▸ **DATASET RECORDS**:
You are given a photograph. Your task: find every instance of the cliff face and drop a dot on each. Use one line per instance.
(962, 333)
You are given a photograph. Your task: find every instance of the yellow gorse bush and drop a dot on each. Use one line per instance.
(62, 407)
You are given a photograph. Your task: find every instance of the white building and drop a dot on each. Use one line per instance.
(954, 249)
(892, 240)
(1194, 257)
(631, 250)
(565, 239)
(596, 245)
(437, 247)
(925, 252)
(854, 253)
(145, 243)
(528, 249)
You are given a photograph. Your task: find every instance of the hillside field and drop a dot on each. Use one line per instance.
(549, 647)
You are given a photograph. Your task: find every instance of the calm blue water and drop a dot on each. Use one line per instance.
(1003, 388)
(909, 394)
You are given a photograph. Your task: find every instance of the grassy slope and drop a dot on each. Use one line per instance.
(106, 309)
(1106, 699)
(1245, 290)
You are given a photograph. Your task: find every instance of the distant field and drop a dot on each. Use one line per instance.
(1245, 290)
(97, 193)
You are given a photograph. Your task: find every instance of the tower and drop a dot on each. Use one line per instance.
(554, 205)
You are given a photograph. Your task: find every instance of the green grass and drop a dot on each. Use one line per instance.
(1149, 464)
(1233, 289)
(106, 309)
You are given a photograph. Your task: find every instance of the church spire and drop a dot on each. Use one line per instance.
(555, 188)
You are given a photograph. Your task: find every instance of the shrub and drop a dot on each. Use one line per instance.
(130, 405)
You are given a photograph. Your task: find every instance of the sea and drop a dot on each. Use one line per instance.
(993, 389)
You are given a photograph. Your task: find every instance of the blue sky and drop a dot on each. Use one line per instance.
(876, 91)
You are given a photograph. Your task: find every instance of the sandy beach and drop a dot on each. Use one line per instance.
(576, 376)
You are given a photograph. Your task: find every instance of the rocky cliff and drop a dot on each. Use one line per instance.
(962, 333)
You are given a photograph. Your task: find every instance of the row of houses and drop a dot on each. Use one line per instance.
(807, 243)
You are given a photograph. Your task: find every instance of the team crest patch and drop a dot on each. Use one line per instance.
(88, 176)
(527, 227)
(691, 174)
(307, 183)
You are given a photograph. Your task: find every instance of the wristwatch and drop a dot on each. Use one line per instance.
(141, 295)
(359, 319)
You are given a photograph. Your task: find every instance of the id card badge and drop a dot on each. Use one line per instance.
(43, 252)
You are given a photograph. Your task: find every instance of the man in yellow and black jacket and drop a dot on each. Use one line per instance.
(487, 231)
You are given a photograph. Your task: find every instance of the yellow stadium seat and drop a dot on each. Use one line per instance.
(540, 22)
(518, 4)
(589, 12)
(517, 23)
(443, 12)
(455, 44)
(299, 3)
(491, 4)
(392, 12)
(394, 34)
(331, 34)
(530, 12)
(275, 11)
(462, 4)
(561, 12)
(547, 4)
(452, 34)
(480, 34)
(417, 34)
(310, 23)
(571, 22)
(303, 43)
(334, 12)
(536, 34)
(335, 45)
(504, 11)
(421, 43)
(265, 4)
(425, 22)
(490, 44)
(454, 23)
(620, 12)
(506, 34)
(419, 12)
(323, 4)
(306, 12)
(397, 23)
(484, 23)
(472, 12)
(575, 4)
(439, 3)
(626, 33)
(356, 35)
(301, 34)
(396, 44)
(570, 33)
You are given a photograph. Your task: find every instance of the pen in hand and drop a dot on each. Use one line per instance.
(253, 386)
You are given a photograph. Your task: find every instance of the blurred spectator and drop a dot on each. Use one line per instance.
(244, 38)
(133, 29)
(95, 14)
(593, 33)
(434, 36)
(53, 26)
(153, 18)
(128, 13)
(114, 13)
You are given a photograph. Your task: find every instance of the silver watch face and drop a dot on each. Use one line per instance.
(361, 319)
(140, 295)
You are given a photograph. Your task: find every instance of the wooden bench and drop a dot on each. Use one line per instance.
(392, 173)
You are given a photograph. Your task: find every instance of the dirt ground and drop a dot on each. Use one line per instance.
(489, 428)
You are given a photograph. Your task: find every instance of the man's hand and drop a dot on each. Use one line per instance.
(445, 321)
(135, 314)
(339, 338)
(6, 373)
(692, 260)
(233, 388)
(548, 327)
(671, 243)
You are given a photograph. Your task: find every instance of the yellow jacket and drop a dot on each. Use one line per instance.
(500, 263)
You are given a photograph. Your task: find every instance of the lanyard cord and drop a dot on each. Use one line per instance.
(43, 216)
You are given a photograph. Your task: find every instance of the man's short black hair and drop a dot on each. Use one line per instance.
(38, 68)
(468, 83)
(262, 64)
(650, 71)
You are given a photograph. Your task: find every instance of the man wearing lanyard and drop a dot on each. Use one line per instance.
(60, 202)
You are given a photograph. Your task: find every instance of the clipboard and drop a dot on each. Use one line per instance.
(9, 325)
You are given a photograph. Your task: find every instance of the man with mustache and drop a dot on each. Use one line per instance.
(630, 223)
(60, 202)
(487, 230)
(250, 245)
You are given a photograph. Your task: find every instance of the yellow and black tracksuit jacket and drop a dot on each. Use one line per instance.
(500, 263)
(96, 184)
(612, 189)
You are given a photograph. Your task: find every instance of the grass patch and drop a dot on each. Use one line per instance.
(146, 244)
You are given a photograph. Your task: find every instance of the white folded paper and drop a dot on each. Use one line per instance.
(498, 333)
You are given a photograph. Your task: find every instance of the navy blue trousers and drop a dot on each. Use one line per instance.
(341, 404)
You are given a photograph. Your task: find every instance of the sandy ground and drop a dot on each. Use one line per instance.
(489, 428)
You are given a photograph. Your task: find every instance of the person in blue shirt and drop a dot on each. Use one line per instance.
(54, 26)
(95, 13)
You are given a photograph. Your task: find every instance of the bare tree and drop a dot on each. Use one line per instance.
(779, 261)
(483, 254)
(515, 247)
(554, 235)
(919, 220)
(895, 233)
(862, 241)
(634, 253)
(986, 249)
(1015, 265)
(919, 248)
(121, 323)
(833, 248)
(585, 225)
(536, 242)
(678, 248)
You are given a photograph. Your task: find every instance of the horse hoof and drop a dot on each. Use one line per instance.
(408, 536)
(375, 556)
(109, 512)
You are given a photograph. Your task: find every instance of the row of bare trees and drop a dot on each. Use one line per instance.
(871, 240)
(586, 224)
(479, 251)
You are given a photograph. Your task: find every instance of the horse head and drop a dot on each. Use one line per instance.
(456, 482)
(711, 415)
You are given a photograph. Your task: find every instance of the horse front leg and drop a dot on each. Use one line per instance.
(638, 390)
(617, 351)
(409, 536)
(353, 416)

▸ **THE REQUEST**: In the entries above, take the line containing "the white folded" and each later line through the last, and repeat them exactly. Output nothing else.

▸ **WRITTEN RESPONSE**:
You are given a photograph. Your task: find every instance of the white folded paper and drop a dot on each. Use one line per instance.
(498, 333)
You are given a photograph. Your task: find every instance of the navy blue trousers and drop a dot on each. Use one line per instance.
(341, 404)
You are given a photograph. Your task: find every instance of the sandy ground and drop a dot on each. Use one line per instance.
(489, 428)
You are given a photograph. Your task: find every instance of the person in blue shirt and drop a dot on each. Use one line per instance.
(54, 26)
(95, 13)
You are given a photograph. Your task: find every instance of the bare tree and drop a dot on each. Use one line per instance.
(779, 261)
(483, 254)
(515, 247)
(554, 235)
(919, 220)
(895, 233)
(862, 241)
(634, 253)
(986, 249)
(1015, 265)
(919, 248)
(121, 323)
(833, 248)
(585, 225)
(536, 242)
(678, 248)
You are given a photograph. Your task: find every instance of the horse hoof and drop a dot on each. Use one line per instance.
(408, 536)
(375, 556)
(109, 512)
You are given a photograph. Your task: find every instance of the row of bare trees and drop a dot on each. Use one line per instance.
(871, 240)
(586, 224)
(479, 251)
You are given a photograph. Your task: find every instance of the horse head and drop a dot on each. Use one line per instance.
(456, 482)
(711, 415)
You are given a photograph. Your task: find every instance of the horse front leg and drop a dot on each. Use one line per instance.
(638, 390)
(617, 351)
(409, 536)
(353, 416)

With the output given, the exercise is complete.